Data entries
=-=-=
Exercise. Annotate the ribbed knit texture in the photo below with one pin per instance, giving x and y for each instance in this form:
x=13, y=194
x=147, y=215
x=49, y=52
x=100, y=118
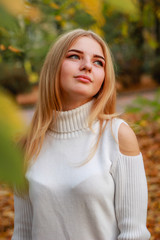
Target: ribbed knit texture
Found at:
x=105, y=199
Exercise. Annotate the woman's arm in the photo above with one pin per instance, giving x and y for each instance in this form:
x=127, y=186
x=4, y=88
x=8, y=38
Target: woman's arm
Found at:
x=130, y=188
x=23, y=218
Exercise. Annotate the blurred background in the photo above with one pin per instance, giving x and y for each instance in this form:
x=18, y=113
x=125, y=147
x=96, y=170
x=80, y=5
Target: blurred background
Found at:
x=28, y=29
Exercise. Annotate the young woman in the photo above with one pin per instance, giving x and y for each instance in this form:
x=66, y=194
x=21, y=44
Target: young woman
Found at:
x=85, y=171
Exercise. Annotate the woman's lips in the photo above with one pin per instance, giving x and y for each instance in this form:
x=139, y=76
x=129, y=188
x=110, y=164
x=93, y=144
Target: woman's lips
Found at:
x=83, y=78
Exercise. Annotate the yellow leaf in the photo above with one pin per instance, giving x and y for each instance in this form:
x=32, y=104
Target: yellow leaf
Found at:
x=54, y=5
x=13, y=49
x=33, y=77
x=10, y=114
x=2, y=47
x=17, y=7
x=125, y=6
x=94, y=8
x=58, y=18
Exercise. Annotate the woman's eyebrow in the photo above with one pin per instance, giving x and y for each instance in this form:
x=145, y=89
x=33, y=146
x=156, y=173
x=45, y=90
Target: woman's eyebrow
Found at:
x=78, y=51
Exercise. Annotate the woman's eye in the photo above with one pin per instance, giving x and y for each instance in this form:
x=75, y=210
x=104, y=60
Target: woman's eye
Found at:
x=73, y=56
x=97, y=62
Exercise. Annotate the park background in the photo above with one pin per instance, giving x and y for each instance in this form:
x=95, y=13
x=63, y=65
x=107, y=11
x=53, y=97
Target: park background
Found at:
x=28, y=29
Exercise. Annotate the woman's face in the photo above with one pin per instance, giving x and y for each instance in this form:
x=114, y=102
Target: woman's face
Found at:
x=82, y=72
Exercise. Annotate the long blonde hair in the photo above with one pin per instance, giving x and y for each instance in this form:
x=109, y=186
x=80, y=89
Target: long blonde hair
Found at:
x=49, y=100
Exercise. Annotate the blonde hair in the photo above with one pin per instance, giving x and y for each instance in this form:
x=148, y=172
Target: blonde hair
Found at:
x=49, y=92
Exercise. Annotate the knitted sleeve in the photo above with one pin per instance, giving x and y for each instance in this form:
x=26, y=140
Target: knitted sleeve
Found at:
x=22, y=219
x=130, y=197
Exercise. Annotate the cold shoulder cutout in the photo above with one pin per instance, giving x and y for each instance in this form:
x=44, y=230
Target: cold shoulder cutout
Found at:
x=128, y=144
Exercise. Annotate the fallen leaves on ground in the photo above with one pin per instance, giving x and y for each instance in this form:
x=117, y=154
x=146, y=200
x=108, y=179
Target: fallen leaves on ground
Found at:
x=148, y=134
=-=-=
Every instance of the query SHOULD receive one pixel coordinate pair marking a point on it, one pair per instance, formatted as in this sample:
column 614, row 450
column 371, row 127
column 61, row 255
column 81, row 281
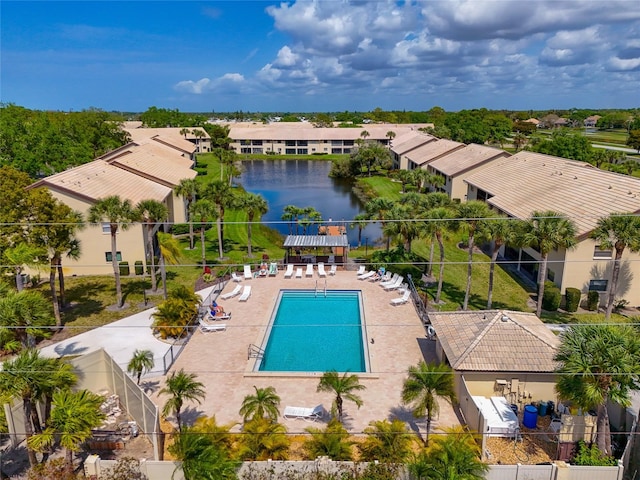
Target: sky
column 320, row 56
=-=-=
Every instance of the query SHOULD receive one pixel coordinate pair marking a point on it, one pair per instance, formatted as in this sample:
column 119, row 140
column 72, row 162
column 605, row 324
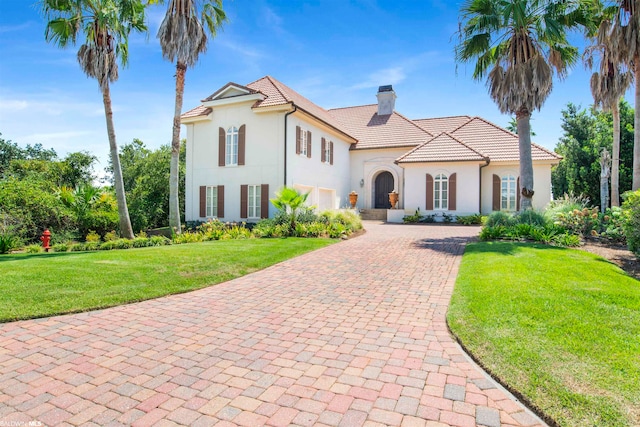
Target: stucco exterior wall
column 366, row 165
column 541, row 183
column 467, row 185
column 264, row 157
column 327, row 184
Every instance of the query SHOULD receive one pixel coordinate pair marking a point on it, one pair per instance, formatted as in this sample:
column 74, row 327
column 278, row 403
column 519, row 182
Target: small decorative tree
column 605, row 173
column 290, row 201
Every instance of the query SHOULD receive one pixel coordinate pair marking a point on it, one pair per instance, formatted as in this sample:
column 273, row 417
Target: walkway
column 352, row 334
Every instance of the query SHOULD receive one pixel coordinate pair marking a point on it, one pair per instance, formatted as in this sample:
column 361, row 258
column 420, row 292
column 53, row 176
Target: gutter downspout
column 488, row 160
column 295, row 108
=-=-=
▶ **EXERCISE PROMPT**: Write out again the lines from the one containing "Exercise. Annotate the fallen" through the one containing "x=148, y=134", switching every "ground" to "grass" and leaving everything else unchanged.

▶ **TASK RESPONSE**:
Exercise. Annotate the fallen leaves on grass in the photo above with one pin per instance, giving x and y for each instance in this form:
x=117, y=154
x=146, y=200
x=108, y=179
Target: fallen leaves on grass
Found at:
x=148, y=134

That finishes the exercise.